__Your instructions__:
Return every line of the listing below that contains the word "tire".

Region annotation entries
- - -
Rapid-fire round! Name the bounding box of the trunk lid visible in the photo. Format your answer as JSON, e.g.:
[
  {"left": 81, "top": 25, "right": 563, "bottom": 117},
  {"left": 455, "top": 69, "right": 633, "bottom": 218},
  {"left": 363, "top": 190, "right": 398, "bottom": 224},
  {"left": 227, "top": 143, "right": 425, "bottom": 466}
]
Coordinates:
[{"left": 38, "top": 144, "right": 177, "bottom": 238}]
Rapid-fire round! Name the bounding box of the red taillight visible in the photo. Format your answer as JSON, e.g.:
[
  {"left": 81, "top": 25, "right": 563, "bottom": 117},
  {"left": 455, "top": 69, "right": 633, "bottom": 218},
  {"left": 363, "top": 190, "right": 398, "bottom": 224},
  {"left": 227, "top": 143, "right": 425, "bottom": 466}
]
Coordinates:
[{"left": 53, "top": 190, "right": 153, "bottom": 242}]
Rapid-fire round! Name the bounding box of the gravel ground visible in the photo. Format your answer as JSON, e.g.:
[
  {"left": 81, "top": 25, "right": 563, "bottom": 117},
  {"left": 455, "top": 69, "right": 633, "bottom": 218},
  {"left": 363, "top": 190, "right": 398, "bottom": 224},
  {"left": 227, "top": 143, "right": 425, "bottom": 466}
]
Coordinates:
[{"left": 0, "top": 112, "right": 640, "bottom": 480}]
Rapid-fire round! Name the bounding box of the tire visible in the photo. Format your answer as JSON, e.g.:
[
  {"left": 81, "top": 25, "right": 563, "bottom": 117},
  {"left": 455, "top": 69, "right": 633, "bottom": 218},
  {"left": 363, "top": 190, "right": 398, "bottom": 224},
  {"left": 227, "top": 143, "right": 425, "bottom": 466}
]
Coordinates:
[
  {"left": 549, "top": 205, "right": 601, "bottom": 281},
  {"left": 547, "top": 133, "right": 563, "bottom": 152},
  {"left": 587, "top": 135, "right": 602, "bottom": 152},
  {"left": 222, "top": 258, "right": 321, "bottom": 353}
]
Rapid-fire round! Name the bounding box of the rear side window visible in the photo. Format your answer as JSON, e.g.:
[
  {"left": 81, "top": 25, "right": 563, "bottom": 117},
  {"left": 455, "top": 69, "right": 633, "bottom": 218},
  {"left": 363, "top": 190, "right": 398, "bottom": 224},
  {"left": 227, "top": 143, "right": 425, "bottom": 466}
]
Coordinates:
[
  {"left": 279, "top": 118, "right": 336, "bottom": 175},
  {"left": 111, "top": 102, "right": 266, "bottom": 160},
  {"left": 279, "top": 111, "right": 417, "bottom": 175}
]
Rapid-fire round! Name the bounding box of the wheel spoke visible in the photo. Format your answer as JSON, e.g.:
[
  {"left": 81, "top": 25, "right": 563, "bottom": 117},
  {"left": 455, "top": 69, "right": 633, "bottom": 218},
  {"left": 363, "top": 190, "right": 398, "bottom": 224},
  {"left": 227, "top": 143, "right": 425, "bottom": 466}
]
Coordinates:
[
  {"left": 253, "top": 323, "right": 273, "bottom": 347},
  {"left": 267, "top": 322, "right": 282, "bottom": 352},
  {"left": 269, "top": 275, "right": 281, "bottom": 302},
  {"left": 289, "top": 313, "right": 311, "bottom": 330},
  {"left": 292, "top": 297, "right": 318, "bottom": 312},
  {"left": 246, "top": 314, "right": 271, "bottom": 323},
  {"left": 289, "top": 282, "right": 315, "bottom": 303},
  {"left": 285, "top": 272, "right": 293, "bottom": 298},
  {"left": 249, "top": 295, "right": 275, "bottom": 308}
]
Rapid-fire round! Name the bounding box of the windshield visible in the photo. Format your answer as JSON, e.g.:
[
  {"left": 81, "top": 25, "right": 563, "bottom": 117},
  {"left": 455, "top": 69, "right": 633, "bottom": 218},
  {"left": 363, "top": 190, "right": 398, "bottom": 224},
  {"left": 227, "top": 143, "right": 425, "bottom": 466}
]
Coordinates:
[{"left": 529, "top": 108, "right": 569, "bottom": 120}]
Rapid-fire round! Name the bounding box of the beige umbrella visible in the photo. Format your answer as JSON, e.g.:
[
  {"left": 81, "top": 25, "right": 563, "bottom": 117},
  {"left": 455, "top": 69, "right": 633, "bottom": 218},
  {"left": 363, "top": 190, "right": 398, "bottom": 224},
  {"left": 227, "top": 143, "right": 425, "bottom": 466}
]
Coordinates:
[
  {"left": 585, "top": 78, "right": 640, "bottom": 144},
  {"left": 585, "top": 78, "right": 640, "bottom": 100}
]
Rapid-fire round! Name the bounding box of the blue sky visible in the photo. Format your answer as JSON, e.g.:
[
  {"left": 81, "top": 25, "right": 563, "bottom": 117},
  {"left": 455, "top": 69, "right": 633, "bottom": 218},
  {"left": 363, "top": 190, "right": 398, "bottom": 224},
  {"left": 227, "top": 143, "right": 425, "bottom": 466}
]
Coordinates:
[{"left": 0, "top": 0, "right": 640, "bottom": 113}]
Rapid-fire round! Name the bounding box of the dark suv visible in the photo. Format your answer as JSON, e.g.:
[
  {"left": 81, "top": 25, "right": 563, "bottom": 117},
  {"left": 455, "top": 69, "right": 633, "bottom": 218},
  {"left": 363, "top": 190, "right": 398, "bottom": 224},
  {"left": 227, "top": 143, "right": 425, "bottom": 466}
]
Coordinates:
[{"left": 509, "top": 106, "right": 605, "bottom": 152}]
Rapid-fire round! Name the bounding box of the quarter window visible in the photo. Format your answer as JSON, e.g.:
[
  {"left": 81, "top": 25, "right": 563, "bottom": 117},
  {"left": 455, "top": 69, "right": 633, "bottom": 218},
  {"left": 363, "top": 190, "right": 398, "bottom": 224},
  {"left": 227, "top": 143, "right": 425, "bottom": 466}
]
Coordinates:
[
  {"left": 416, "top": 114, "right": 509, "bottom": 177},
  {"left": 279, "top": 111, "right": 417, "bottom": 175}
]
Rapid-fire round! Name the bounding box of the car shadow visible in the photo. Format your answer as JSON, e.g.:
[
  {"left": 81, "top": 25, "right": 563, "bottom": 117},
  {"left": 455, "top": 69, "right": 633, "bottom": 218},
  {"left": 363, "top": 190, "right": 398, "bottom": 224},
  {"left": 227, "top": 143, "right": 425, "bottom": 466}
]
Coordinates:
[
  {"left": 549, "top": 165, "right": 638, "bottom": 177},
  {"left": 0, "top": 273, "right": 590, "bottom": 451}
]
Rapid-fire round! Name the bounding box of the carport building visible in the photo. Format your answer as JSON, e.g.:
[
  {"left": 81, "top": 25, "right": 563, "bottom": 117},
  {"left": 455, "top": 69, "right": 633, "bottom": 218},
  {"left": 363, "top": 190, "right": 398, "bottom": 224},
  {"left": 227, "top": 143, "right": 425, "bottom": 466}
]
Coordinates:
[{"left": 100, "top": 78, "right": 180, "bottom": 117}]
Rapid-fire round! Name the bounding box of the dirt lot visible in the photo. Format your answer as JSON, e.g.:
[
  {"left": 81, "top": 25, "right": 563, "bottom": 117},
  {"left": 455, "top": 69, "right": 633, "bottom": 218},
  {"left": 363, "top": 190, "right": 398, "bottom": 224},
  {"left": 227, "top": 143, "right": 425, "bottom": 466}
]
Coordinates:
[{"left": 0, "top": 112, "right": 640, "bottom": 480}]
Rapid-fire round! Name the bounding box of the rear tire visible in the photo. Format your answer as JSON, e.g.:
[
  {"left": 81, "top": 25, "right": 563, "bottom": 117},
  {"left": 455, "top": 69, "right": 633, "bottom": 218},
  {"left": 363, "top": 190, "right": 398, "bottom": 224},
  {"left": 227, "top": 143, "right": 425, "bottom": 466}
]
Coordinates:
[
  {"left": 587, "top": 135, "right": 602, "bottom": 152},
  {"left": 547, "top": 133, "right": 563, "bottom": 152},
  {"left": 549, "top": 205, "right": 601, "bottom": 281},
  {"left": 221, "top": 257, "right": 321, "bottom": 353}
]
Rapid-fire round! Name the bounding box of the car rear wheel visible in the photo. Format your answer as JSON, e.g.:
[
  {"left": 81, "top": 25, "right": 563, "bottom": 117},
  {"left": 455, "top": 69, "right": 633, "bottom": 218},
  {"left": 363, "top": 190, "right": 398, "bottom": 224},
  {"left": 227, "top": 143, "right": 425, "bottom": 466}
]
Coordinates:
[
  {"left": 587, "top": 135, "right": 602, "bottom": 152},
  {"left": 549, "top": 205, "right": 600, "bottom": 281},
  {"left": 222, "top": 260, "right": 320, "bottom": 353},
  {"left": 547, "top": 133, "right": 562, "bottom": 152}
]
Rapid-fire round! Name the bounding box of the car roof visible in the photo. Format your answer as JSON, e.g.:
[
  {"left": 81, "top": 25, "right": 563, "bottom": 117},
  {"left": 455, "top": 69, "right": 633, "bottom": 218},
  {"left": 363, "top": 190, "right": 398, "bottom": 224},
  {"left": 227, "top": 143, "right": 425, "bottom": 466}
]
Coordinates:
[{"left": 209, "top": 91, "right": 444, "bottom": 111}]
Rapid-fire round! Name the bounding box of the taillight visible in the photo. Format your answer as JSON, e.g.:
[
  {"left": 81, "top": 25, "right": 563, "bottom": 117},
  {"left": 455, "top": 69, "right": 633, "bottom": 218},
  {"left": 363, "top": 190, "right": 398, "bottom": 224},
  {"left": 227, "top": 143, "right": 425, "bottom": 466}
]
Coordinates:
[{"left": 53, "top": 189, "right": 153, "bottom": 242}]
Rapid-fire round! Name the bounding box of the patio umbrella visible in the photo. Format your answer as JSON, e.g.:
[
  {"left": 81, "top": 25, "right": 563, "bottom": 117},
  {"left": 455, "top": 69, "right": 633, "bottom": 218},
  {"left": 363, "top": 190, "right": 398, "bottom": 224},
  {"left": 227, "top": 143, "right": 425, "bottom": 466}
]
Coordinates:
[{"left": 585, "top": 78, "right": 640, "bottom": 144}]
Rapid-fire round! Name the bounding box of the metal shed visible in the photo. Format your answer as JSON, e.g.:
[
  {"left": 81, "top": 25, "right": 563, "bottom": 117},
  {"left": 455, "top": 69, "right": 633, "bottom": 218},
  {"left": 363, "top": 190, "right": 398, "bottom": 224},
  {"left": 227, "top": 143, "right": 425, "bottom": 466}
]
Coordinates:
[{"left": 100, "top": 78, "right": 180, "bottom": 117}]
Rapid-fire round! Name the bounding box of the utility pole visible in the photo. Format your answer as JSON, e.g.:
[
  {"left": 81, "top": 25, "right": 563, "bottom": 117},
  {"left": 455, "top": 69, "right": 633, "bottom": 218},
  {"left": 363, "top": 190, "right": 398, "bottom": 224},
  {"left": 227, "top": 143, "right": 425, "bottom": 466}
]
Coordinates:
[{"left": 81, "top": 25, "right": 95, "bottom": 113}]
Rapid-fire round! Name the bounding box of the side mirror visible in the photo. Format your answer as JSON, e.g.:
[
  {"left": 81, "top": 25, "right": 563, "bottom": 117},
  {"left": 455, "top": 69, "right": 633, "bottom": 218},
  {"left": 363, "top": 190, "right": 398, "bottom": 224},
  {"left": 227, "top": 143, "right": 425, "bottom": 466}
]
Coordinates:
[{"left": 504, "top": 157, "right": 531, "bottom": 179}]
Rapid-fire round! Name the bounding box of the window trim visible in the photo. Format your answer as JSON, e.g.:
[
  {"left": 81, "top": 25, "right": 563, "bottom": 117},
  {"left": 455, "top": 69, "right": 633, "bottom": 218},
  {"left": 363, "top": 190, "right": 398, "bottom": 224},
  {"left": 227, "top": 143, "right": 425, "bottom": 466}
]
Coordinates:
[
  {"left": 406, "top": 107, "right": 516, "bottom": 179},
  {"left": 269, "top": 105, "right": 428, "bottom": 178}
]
- - -
__Finished answer__:
Rapid-fire round! Name the bounding box of the tire visible in the photo. Format your answer as JSON, e.g.:
Rapid-fire round! Name the bounding box of the rear tire visible in the photo. Format your answer as JSON, e.g.:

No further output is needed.